Document extract

━━━

"I heard people working to repair the store became sick because of ghosts," Satoshi Abe, 64, said, gesturing to a half-repaired supermarket.
"People died everywhere, here and there. The city is full of such stories," he said.
In some parts of this once vibrant fishing port, signs of life are returning -- houses are being rebuilt, businesses are re-opening and children are back at school.
But with around a fifth of the 19,000 who died across the northeast having lost their lives in this small city alone, few think it can ever be normal again.
Shinichi Sasaki said the memory of March 11, 2011 never leaves and it is this persistent memory that creates the "ghosts".
"That day keeps coming back to your mind," he said.
"If you know someone who was killed, and the death was so sudden, you may feel that person is still there. I don't believe in ghosts but I can understand why the town is rife with rumours."
One taxi driver, who did not want to give his name, told AFP of his unwillingness to stop in parts of the city that were all but wiped out by the enormous waves of last March, because he worries that his customer will be a spirit.

━━━

Problem details
Reproduce the part of the news report on ghost stories in the tsunami-struck port city that runs between "In some parts" and "be normal again.", inclusive.

Pointing dataset records

━━━

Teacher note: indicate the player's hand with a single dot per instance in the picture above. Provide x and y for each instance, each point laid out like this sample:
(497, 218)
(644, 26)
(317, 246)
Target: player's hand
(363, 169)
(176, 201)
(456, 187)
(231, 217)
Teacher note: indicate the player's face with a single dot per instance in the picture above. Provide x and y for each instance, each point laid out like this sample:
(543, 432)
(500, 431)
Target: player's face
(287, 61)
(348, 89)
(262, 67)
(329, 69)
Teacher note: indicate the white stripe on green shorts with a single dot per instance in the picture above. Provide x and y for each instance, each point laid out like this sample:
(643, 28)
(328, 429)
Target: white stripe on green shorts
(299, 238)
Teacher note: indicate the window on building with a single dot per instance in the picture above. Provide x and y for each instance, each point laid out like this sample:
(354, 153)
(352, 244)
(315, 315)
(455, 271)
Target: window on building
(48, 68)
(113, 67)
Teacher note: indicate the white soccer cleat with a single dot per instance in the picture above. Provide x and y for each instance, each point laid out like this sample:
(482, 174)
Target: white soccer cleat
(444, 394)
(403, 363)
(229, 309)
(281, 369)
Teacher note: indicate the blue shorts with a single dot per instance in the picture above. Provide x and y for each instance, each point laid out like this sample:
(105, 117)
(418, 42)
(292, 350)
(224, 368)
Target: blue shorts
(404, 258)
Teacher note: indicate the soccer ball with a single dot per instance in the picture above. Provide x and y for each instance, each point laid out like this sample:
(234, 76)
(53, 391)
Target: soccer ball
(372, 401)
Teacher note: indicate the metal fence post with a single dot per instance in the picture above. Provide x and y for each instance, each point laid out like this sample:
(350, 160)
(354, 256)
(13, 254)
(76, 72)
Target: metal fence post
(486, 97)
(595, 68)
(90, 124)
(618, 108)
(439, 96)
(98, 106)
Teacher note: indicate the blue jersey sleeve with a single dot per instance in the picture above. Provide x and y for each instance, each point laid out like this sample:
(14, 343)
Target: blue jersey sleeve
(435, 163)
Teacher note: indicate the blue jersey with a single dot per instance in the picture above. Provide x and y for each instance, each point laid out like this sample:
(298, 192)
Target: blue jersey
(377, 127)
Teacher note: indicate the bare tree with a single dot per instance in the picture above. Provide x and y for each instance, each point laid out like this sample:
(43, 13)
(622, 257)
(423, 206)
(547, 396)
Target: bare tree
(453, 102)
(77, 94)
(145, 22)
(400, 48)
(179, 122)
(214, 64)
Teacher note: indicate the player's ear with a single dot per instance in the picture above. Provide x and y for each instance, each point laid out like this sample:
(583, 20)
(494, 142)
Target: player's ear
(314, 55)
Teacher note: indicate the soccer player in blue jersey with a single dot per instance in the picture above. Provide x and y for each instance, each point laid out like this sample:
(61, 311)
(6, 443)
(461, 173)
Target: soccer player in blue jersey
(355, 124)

━━━

Exercise result
In some parts of this once vibrant fishing port, signs of life are returning -- houses are being rebuilt, businesses are re-opening and children are back at school.
But with around a fifth of the 19,000 who died across the northeast having lost their lives in this small city alone, few think it can ever be normal again.